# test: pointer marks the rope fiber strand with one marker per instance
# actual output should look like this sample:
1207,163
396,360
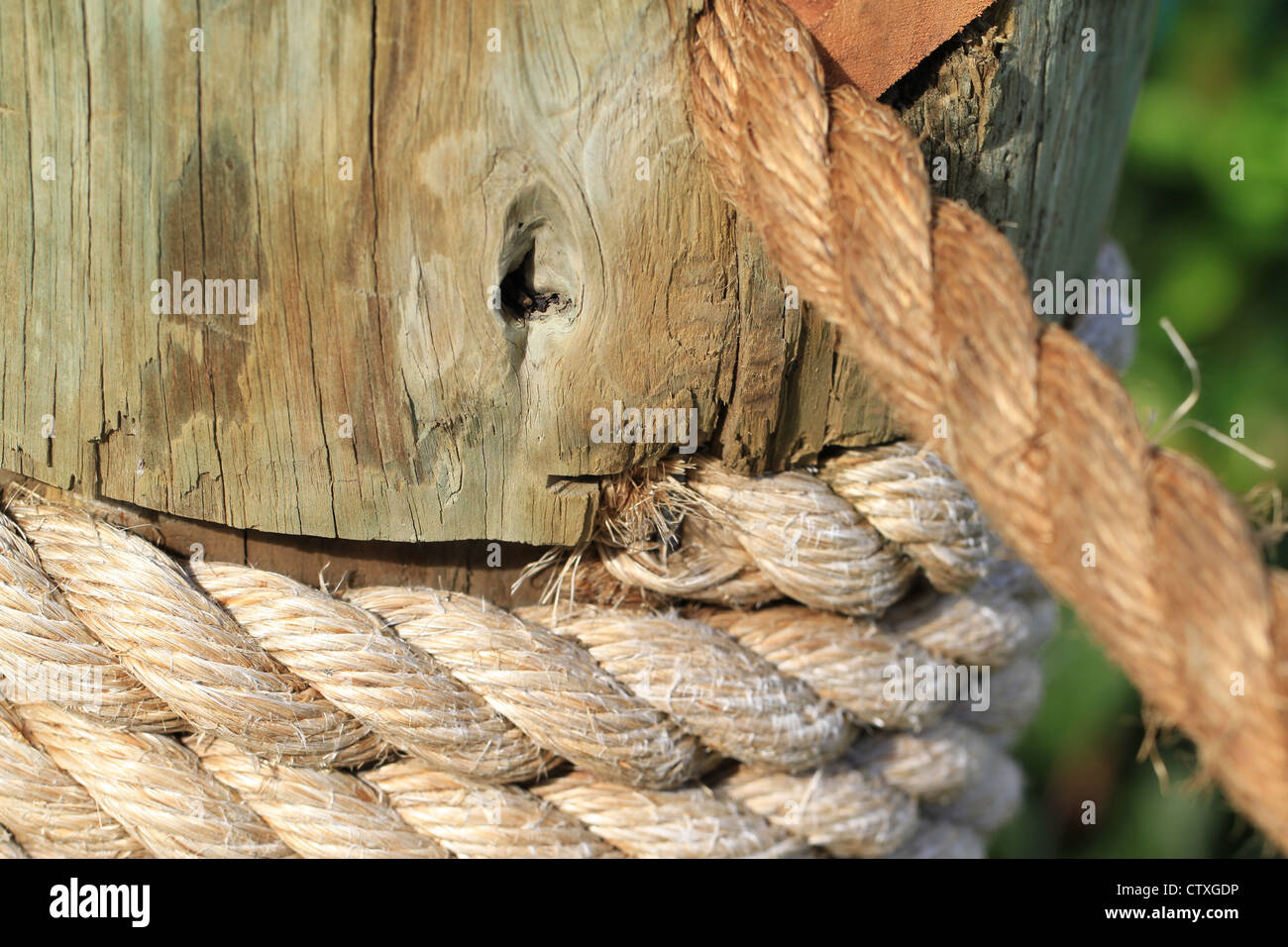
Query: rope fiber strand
932,303
421,723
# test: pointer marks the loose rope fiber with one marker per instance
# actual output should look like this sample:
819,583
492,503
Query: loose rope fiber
412,722
934,304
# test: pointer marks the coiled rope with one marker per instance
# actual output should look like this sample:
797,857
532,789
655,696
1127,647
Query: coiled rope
934,304
411,722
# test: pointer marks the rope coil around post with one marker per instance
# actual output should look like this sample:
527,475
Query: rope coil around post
802,789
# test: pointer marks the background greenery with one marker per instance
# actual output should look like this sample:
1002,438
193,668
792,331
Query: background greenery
1212,257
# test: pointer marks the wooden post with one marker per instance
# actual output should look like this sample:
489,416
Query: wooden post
469,227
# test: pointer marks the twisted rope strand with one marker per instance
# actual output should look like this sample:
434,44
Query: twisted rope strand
227,801
180,646
934,304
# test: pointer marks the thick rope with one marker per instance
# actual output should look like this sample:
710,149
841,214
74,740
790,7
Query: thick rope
147,793
934,304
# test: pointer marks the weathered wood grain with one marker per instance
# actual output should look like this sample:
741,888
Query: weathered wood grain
378,394
1031,125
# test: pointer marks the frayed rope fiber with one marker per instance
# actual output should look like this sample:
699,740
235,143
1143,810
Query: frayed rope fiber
932,303
233,711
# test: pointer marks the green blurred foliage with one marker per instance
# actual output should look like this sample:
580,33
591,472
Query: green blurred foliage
1212,257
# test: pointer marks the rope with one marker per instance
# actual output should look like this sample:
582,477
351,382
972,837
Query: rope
934,304
282,688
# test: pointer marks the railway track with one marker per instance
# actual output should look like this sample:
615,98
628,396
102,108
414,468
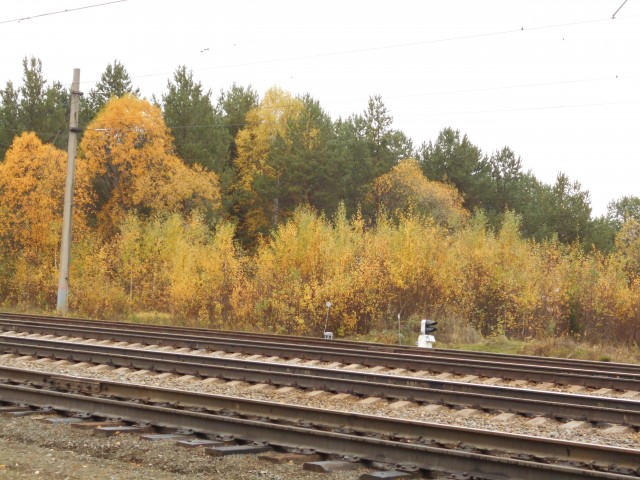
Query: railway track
336,367
461,395
374,439
597,375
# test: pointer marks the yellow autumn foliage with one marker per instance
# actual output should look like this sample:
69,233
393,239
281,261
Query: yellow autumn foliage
129,151
32,183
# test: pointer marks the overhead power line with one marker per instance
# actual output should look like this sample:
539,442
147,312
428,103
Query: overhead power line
67,10
619,8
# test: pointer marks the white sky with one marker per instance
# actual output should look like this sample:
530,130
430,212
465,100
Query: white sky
556,81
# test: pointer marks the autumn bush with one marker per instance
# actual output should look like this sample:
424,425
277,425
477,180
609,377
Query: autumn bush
149,239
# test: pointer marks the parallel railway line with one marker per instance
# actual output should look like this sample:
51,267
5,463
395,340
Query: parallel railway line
378,439
485,397
559,371
336,367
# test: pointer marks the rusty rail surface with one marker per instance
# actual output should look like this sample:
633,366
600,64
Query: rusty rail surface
403,442
485,397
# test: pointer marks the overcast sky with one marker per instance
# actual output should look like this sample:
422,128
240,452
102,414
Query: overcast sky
556,81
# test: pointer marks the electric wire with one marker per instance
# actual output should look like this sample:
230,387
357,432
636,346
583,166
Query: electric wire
67,10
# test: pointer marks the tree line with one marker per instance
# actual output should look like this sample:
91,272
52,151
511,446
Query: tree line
261,208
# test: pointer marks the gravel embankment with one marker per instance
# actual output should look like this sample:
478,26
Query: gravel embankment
28,446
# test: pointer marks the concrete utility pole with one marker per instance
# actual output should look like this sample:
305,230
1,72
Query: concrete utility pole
65,249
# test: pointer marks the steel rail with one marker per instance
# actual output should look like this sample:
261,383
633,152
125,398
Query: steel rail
198,333
486,397
329,442
587,378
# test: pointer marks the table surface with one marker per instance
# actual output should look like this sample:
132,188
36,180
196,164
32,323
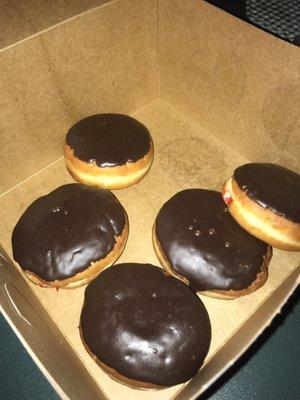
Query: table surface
270,369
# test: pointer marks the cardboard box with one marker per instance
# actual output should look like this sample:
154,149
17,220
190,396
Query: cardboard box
214,92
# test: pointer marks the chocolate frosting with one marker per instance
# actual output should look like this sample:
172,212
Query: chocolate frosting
109,140
148,326
271,186
203,243
61,233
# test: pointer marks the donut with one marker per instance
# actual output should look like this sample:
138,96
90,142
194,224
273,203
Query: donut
64,239
111,151
265,200
196,239
145,329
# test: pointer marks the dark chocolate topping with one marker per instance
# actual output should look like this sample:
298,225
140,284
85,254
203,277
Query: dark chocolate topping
203,243
109,139
61,233
271,186
148,326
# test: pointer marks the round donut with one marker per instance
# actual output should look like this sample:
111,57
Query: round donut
265,200
144,328
111,151
64,239
196,240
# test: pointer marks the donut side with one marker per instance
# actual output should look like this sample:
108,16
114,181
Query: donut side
91,271
116,177
261,222
231,294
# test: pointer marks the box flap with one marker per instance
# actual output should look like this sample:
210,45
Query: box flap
41,337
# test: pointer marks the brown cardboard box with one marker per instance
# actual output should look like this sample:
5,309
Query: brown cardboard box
214,92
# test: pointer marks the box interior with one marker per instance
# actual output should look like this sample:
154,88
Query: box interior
214,92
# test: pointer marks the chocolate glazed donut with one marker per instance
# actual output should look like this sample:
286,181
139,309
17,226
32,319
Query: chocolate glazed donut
197,240
264,199
65,238
108,150
144,328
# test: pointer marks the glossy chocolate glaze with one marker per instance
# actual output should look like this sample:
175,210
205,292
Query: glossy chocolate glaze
109,140
148,326
203,243
271,186
61,233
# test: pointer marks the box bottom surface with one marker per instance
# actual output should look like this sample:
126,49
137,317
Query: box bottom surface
186,156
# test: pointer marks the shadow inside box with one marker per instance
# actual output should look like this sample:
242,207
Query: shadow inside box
257,359
280,18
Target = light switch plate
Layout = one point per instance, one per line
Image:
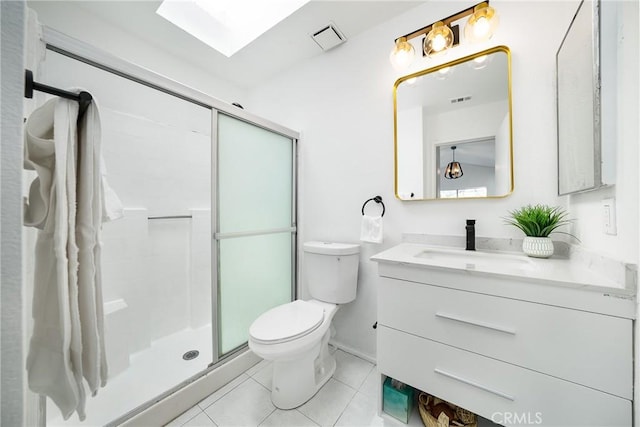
(609, 216)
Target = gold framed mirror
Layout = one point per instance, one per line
(453, 129)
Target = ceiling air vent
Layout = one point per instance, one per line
(460, 99)
(328, 37)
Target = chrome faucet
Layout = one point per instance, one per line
(471, 235)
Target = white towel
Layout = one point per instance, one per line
(68, 338)
(55, 349)
(371, 229)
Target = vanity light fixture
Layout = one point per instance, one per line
(442, 35)
(454, 169)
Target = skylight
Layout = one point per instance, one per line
(227, 25)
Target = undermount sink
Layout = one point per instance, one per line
(474, 259)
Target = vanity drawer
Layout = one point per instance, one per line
(494, 389)
(590, 349)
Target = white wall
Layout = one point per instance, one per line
(342, 102)
(68, 18)
(410, 157)
(587, 207)
(12, 379)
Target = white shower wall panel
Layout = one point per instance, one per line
(168, 280)
(200, 268)
(162, 167)
(157, 152)
(125, 267)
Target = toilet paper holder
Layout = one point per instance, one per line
(376, 199)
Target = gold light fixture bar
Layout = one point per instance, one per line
(447, 21)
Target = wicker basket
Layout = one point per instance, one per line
(466, 418)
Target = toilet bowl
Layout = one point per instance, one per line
(299, 349)
(295, 336)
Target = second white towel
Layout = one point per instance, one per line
(371, 229)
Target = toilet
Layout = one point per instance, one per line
(295, 336)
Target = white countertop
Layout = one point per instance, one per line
(573, 272)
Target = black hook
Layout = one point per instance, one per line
(376, 199)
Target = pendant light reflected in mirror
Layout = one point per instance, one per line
(454, 169)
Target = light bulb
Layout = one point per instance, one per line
(481, 24)
(402, 54)
(438, 40)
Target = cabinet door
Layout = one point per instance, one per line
(590, 349)
(494, 389)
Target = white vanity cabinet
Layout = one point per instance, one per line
(513, 351)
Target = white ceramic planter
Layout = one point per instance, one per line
(538, 247)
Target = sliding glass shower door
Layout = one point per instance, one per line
(256, 228)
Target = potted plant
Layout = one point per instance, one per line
(537, 222)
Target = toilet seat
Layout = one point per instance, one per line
(286, 322)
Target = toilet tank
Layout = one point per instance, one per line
(331, 271)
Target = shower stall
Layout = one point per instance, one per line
(208, 239)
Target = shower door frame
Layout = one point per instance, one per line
(73, 48)
(218, 236)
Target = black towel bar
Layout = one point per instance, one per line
(83, 98)
(376, 199)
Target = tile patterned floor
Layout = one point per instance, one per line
(349, 398)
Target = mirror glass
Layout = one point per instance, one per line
(464, 104)
(584, 163)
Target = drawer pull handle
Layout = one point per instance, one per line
(476, 323)
(474, 384)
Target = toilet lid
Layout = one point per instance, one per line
(287, 322)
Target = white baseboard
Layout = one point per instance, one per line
(353, 351)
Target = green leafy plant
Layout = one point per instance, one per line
(539, 220)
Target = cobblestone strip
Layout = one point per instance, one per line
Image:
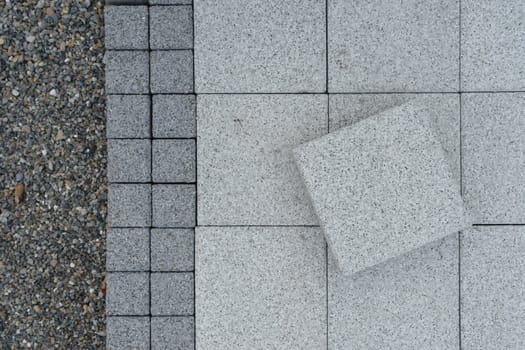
(151, 131)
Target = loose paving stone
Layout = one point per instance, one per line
(128, 116)
(253, 46)
(127, 293)
(129, 205)
(172, 71)
(381, 187)
(393, 46)
(127, 249)
(492, 285)
(406, 303)
(129, 160)
(172, 249)
(127, 72)
(172, 293)
(172, 333)
(174, 205)
(442, 109)
(260, 288)
(174, 116)
(492, 45)
(171, 27)
(174, 161)
(128, 333)
(246, 173)
(126, 27)
(493, 126)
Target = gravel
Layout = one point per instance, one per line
(53, 163)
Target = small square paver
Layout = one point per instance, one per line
(174, 205)
(174, 161)
(129, 160)
(127, 72)
(410, 302)
(260, 288)
(171, 27)
(126, 27)
(129, 205)
(172, 71)
(172, 294)
(492, 45)
(376, 46)
(128, 116)
(127, 333)
(172, 249)
(127, 293)
(492, 285)
(381, 187)
(172, 333)
(127, 249)
(493, 149)
(246, 173)
(260, 46)
(174, 116)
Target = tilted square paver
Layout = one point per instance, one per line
(376, 46)
(172, 293)
(128, 116)
(172, 249)
(381, 187)
(492, 45)
(260, 288)
(127, 293)
(126, 27)
(492, 287)
(171, 27)
(129, 160)
(246, 173)
(174, 161)
(410, 302)
(493, 145)
(127, 249)
(253, 46)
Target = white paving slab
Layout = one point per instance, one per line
(260, 288)
(381, 187)
(260, 46)
(246, 174)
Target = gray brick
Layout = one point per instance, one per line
(129, 205)
(171, 27)
(129, 160)
(128, 116)
(174, 161)
(174, 116)
(174, 205)
(172, 293)
(127, 293)
(127, 249)
(127, 333)
(172, 333)
(172, 71)
(408, 48)
(127, 72)
(172, 249)
(126, 27)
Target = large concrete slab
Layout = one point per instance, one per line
(381, 187)
(260, 46)
(246, 174)
(493, 151)
(260, 288)
(393, 46)
(492, 288)
(407, 303)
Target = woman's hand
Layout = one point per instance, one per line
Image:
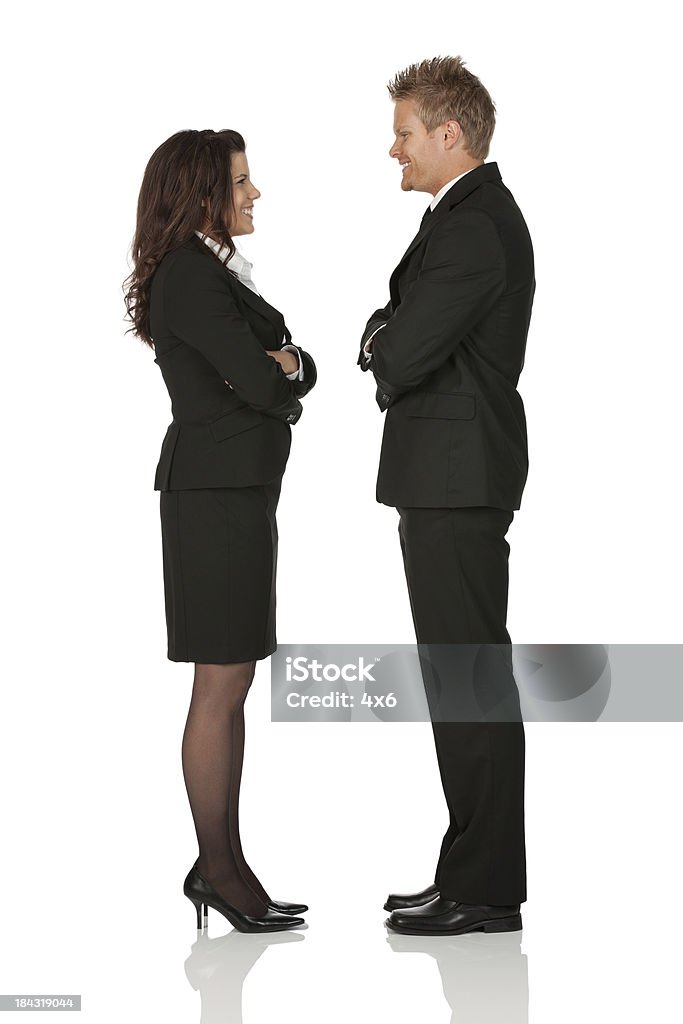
(288, 360)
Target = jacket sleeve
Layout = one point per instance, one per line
(305, 385)
(202, 311)
(378, 320)
(462, 276)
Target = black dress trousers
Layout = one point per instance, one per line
(220, 558)
(456, 563)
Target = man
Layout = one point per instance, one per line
(446, 352)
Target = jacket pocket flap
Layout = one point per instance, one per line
(235, 422)
(433, 406)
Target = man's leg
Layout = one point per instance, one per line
(457, 570)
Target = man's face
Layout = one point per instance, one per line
(419, 154)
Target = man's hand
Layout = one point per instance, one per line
(288, 360)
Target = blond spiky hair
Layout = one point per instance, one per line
(443, 89)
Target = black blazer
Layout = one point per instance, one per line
(447, 361)
(208, 328)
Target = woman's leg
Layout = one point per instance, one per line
(233, 807)
(211, 767)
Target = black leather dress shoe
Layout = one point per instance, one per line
(398, 902)
(282, 906)
(445, 916)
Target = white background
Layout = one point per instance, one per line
(98, 835)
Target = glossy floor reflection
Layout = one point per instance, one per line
(217, 969)
(484, 977)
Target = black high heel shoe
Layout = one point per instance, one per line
(199, 892)
(283, 907)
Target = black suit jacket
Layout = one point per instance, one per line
(208, 328)
(447, 363)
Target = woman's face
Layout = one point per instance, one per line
(244, 194)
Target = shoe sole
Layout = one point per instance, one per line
(512, 924)
(235, 922)
(413, 906)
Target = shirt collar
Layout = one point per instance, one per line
(237, 262)
(441, 193)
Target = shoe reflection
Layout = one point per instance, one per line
(217, 969)
(484, 977)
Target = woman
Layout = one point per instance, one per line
(235, 383)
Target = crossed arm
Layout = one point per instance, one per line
(202, 311)
(461, 278)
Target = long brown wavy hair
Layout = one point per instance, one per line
(186, 169)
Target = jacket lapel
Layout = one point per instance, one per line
(259, 305)
(455, 195)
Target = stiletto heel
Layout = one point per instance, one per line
(198, 907)
(199, 892)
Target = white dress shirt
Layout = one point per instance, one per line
(243, 268)
(437, 199)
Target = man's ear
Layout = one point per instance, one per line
(452, 133)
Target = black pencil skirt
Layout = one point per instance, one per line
(220, 555)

-=-=-

=== WHAT YOU ARE ASKED TO DO ===
Reproduce only the lines from the line containing "Target = man's hand" to the last line of the material above, both of those lines included.

=== FINAL RESULT ===
Target = man's hand
Layout = one point per instance, one per line
(288, 360)
Target = blond spiky hair
Layout = one point per instance, one per line
(443, 89)
Target = black blazer
Layout = one point per instance, one per line
(447, 361)
(208, 328)
Target = woman's leg
Layout = one point per instance, one per line
(233, 807)
(211, 767)
Target = black leather dress shoe
Layout = one point per instance, one per line
(398, 902)
(282, 906)
(445, 916)
Target = white background
Layout = one point per instance, one per line
(98, 835)
Target = glossy floor reflection
Layout = one point per instance, one per line
(217, 969)
(484, 977)
Target = black high heel shoe
Layout = one point per instance, one per line
(199, 892)
(283, 907)
Target = black suit jacket
Layout = one point per instance, one per line
(208, 328)
(447, 363)
Target = woman's face
Layout = one point per instance, one per line
(244, 194)
Target = shoe sole
Layout = one point per instance, one per line
(512, 924)
(235, 922)
(413, 906)
Target = shirt collar
Layout = one point per instance, one per line
(237, 262)
(441, 193)
Target = shoe reflection
Layout = one point per instance, one per line
(217, 969)
(484, 977)
Target = woman
Layout = one point per instance, one per line
(235, 383)
Target = crossed arm
Layout = one point per instance, one per line
(202, 311)
(461, 278)
Target = long brown wavy hair
Layout = one point per instance, one per line
(186, 169)
Target = jacket lapel
Layout = one point per instance, one per line
(259, 305)
(455, 195)
Target = stiletto heel
Layout = one point per instance, one per line
(198, 907)
(199, 892)
Target = white dress shirt
Layout = one point per instance, one per line
(243, 268)
(437, 199)
Target = man's ear
Layout = one point per instance, one per line
(452, 133)
Target = black pencil skirt
Layout = one point per instance, one per line
(220, 555)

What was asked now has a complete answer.